§ EXERCISE TASK A
Scale the records from the line with "the beaded bracelet." through the end of the records, both ends included. Write each of those lines again, requests included, with every point coordinate in the answers multiplied by 0.8 and rounded to a whole number, halves rounding up.
___ READING PASSAGE ___
Nick W":29dsa54n said:


> Thanks people.
> 
> Interesting feedback from Barry - anyone want to gainsay it?
> 
> And no one has any opinions on the Record?



I have a Recod CL4 which I am more than happy with. Mine is one of the UK made ones though, so I can't really comment on the ones that are currently being supllied as these are made in the Far East, and have a different inverter.

It is a lot of lathe for the money - it has a plain journal bearing in the headstock which has a couple of advantages over roller bearings: -
1) It can take very heavy loads indeed - 36" by 3" thick platter blanks are no problem at all (other than lifting them on by yourself!!)
2) You can adjust the bearing for tightness, which takes a bit of getting used to, but means absolutely no vibration. Just tighten it up until you can't turn it by hand, and then back it off a touch. You will need to do this fairly regularly to start with, but once the bearing is run in and bedded properly it doesn't require much attention at all. I think I did mine 4 times in the first year, and once in the remaining 2 years that I have had the lathe.

Record's after sales service is excellent too - I can't speak highly enough of them. I has some initial problems with my lathe tripping my RCD - they made two service calls to my home and swapped the inverter and motor all for no charge, which considering it tured out to be the RCD at fault was a result as far as I was concerned!

Regards

Gary


----------



## mudman (4 Dec 2006)

Chas,

I wish I had bought the cheaper yellow version now. I would have saved myself a couple of hundred quid and had essentially the same machine.

I do like you dust hood. I seem to have overlooked that post. Very clever and I can see the advantages of stopping dust from entering the motor housing. I think I will have to have a think about making one for myself.

I suppose I better get myself a line another Monty Python song, been using that for a while now. :roll: 
Wonder if there are any woodworking related ones?


----------



## tiler99 (4 Dec 2006)

mudman":2eqx5dkh said:


> Chas,
> 
> I wish I had bought the cheaper yellow version now. I would have saved myself a couple of hundred quid and had essentially the same machine.
> 
> ...



Lumberjack song?


----------



## mudman (4 Dec 2006)

I don't think I want a sig that goes "I wish I'd been a girlie..."


----------



## tiler99 (4 Dec 2006)

Thats not what heard about you :wink:


----------



## tiler99 (4 Dec 2006)

Father
Yes, you can't beat wood ... Gorn! 
Mother
What's gorn dear? 
Father
Nothing, nothing, I just like the word. It gives me confidence. Gorn ... gorn. It's got a sort of woody quality about it. Gorn. Gorn. Much better than `newspaper' or `litterbin'. 
Daughter
Frightful words. 
Mother
Perfectly dreadful. 
Father
Ugh! Newspaper! ... litterbin ... dreadful tinny sort of words. Tin, tin, tin.


----------



## mudman (5 Dec 2006)

You know, I'd forgotten all about that sketch.

Cabbage crates coming over the briny! :lol:


----------



## SVB (7 Dec 2006)

If you are even contemplating hegner money then I would seriously look at the Vicmarc 175 swivel head lathe.
___
§ EXERCISE TASK B
Repeat, word for word, the part of the lathe forum thread from "2) You can adjust" to "had the lathe.".
___ SUPPLIED DATA ___
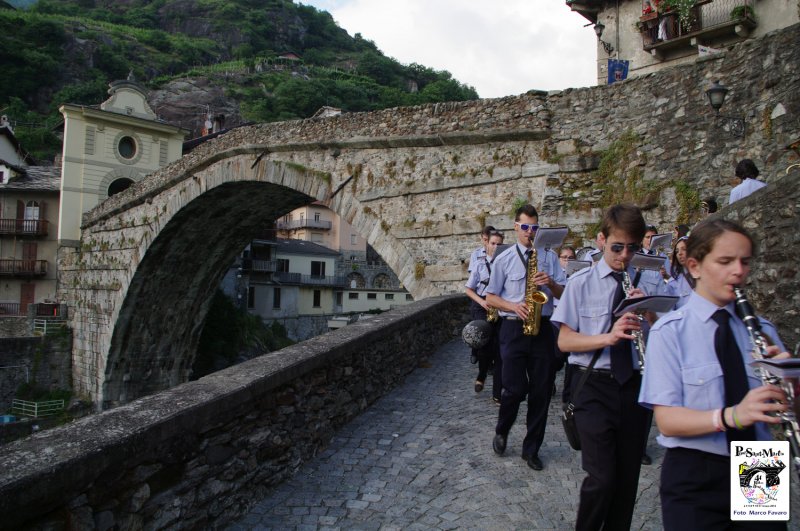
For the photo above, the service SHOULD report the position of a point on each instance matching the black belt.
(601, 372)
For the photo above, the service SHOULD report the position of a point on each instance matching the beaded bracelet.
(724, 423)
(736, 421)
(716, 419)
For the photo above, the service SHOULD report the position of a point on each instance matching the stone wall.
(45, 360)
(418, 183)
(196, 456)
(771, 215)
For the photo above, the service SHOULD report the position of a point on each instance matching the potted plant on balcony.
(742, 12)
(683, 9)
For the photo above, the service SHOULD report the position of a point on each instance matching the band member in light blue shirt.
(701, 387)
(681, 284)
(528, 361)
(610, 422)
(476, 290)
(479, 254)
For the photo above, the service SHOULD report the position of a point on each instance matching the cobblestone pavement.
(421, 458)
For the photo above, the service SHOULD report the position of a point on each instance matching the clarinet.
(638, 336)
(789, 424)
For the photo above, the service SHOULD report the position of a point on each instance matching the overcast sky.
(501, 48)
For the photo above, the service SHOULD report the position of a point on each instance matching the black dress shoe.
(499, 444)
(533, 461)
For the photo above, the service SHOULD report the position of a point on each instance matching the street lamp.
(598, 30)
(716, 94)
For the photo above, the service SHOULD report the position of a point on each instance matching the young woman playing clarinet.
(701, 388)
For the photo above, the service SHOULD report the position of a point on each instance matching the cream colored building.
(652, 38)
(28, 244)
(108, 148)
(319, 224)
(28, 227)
___
§ REPLY A
For the photo above, the service SHOULD report the position of a point on each instance matching the beaded bracelet.
(579, 338)
(589, 337)
(573, 335)
For the photo above, the service SHOULD report the position of a point on each instance matching the stone wall.
(36, 288)
(334, 146)
(157, 365)
(617, 172)
For the photo above, the service SHOULD report the position of a point on each instance matching the potted plant on balcony.
(594, 10)
(546, 7)
For the photo above, the service SHOULD report the position of a point on each instance matching the band member in light blue shirt.
(561, 310)
(545, 227)
(422, 289)
(488, 338)
(381, 232)
(383, 203)
For the photo above, the service SHOULD report the position of a point on each instance matching the cobblestone pavement.
(337, 366)
For the photo above, the service SHOULD report the position of a point on each instance matching the clarinet.
(510, 269)
(631, 339)
For the photo above, the service SHOULD report the position of a point on each instance matching the overcast sky.
(401, 38)
For the photo above, the service SHOULD report the position of a point on each instance matching the black dress shoe.
(399, 355)
(426, 369)
For the photo above, the service SHOULD report the position of a point on each instance matching the street lamp.
(478, 24)
(573, 75)
For the photo above, the service SHOULD report the position of a point on each instance matching the young woman playing clarinet.
(561, 310)
For the photo above, the service SHOULD report the position of a point on each instance matching the cream colored building.
(522, 30)
(22, 195)
(86, 118)
(255, 179)
(22, 182)

§ REPLY B
2) You can adjust the bearing for tightness, which takes a bit of getting used to, but means absolutely no vibration. Just tighten it up until you can't turn it by hand, and then back it off a touch. You will need to do this fairly regularly to start with, but once the bearing is run in and bedded properly it doesn't require much attention at all. I think I did mine 4 times in the first year, and once in the remaining 2 years that I have had the lathe.